━━ Textauszug

Einige Geschichten sind krass, etwa die des Junkiepärchens, das sich zu Handlangern eines Mörders macht. Andere wie die über eine Familienkreuzfahrt scheinen so trivial, dass man sich hinterher fragt, warum man sie so gern gelesen hat. Vielleicht aber ist das der Punkt: Die meisten dieser Frauen befinden sich in Situationen, die vielen zumindest abstrakt vertraut sein dürften. Auf dem Sprung aus einer Liebesbeziehung etwa, in einer toxischen Freundschaft oder heftig verliebt und bekümmert über den daraus resultierenden Verlust der eigenen Autonomie. Alle jedenfalls sind auf der Suche – nach der Liebe, nach Glück, nach sich selbst.

━━━━

● Aufgaben
[1] Gib aus dem Textauszug über die Geschichten den Abschnitt von „Einige Geschichten sind“ bis „nach sich selbst.“ wortgetreu wieder.
[2] Schreibe den Textauszug über die Geschichten im Anschluss an seinen letzten Satz weiter.
Die Daten sind für die Bearbeitung nicht erforderlich.

━━ Gespeicherte Daten

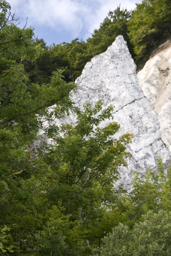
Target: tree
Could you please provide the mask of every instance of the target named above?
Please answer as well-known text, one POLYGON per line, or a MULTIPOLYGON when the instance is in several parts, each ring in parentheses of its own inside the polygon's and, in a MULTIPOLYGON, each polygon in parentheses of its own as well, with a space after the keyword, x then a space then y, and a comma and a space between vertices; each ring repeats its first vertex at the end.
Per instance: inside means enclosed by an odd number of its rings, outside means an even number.
POLYGON ((128 23, 131 15, 131 11, 128 11, 126 8, 121 9, 120 5, 114 11, 110 11, 101 23, 99 28, 95 29, 92 37, 87 39, 88 52, 91 52, 94 56, 105 51, 116 38, 122 35, 127 42, 130 52, 133 54, 127 35, 128 23))
POLYGON ((136 59, 145 61, 171 34, 171 5, 168 0, 144 0, 136 4, 128 23, 128 35, 136 59))
POLYGON ((104 238, 100 255, 170 255, 171 217, 170 212, 149 211, 132 230, 120 224, 104 238))

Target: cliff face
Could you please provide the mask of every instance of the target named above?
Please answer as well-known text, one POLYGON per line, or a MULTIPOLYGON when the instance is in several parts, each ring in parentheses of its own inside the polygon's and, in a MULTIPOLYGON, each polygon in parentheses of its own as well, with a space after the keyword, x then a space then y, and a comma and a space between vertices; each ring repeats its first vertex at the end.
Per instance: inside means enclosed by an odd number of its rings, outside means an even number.
MULTIPOLYGON (((86 102, 93 106, 99 99, 103 100, 104 108, 113 105, 113 121, 121 125, 116 136, 126 132, 134 135, 128 146, 133 156, 127 167, 120 168, 121 179, 117 184, 126 189, 131 187, 134 172, 139 172, 143 177, 147 170, 156 169, 158 156, 166 166, 171 164, 169 152, 161 139, 157 114, 144 96, 136 69, 126 43, 120 36, 105 52, 87 63, 76 81, 78 92, 73 98, 81 108, 86 102)), ((73 121, 75 118, 69 119, 73 121)))
POLYGON ((145 96, 158 114, 161 138, 171 154, 171 39, 152 53, 137 76, 145 96))

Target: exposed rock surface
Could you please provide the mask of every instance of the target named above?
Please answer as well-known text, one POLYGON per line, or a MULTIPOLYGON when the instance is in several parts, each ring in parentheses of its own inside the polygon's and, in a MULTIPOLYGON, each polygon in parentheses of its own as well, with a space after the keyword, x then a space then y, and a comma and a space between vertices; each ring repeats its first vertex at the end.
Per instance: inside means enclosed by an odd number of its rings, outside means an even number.
POLYGON ((171 154, 171 39, 152 53, 137 76, 145 96, 158 114, 161 138, 171 154))
MULTIPOLYGON (((131 187, 135 171, 143 177, 147 170, 156 169, 158 155, 166 166, 171 164, 169 151, 161 139, 157 115, 144 97, 136 70, 126 42, 120 36, 105 52, 87 63, 76 81, 78 92, 73 98, 81 108, 86 102, 93 106, 99 99, 103 100, 104 108, 113 105, 113 121, 121 125, 116 136, 126 132, 134 135, 128 146, 133 156, 128 160, 127 167, 120 168, 121 179, 117 183, 127 189, 131 187)), ((73 122, 75 118, 71 116, 60 123, 73 122)))

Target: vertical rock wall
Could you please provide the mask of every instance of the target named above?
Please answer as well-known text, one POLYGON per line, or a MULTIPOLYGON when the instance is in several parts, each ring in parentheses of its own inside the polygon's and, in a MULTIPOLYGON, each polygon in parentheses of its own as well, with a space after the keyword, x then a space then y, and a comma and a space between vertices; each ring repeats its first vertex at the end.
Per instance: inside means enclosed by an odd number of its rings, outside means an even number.
POLYGON ((126 42, 120 36, 105 52, 86 65, 76 81, 78 90, 73 99, 81 108, 86 102, 93 106, 99 99, 103 100, 104 108, 113 105, 113 120, 121 125, 116 136, 134 134, 133 143, 128 146, 133 156, 127 167, 120 168, 121 178, 117 184, 126 189, 131 187, 134 172, 139 172, 143 177, 146 170, 156 169, 158 156, 166 166, 171 164, 169 151, 161 139, 157 114, 144 96, 136 70, 126 42))
POLYGON ((158 114, 161 138, 171 154, 171 39, 155 51, 137 76, 145 96, 158 114))

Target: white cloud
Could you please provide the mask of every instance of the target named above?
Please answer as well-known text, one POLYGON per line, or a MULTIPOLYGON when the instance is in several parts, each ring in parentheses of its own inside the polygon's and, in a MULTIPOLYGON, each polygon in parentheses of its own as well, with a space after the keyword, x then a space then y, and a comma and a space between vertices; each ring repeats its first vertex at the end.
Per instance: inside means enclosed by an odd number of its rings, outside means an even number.
MULTIPOLYGON (((73 37, 79 36, 83 31, 84 39, 98 27, 109 10, 114 10, 120 3, 114 0, 8 0, 8 2, 12 10, 16 10, 17 15, 25 19, 28 17, 33 26, 45 26, 60 32, 65 30, 73 37)), ((135 0, 122 0, 121 5, 130 10, 135 7, 135 0)))

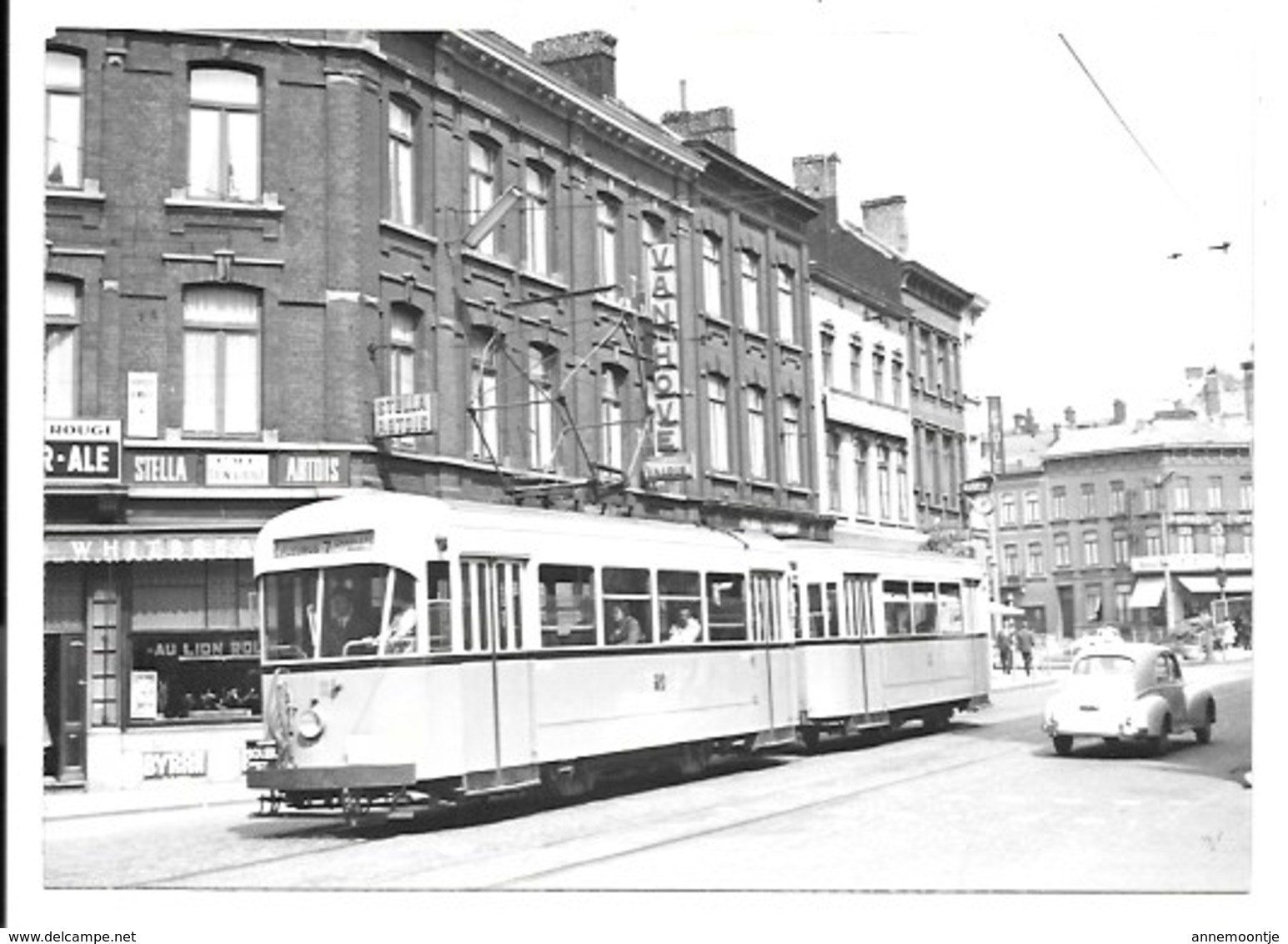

━━━━

● Erwartete Ausgaben
[1]
Einige Geschichten sind krass, etwa die des Junkiepärchens, das sich zu Handlangern eines Mörders macht. Andere wie die über eine Familienkreuzfahrt scheinen so trivial, dass man sich hinterher fragt, warum man sie so gern gelesen hat. Vielleicht aber ist das der Punkt: Die meisten dieser Frauen befinden sich in Situationen, die vielen zumindest abstrakt vertraut sein dürften. Auf dem Sprung aus einer Liebesbeziehung etwa, in einer toxischen Freundschaft oder heftig verliebt und bekümmert über den daraus resultierenden Verlust der eigenen Autonomie. Alle jedenfalls sind auf der Suche – nach der Liebe, nach Glück, nach sich selbst.

[2]
Dass Miller von dieser inneren Unruhe mit einer gewissen Beiläufigkeit erzählt, macht ihre Geschichten nur noch authentischer. Es wirkt beinahe, als zeige sie auf ein junges Paar am Café-Nebentisch, zwei plausibel glücklich wirkende Menschen, und erzähle dann mit viel Empathie aus deren Leben – Alltagsgeschichten und doch Außergewöhnliches, Belanglosigkeiten, deren Bedeutsamkeit erst spät ins Bewusstsein dringt.

Mary Miller:

„Always Happy Hour“. Aus dem Englischen von Stefanie Jacobs. Hanser, Berlin, 192 Seiten; 22 Euro.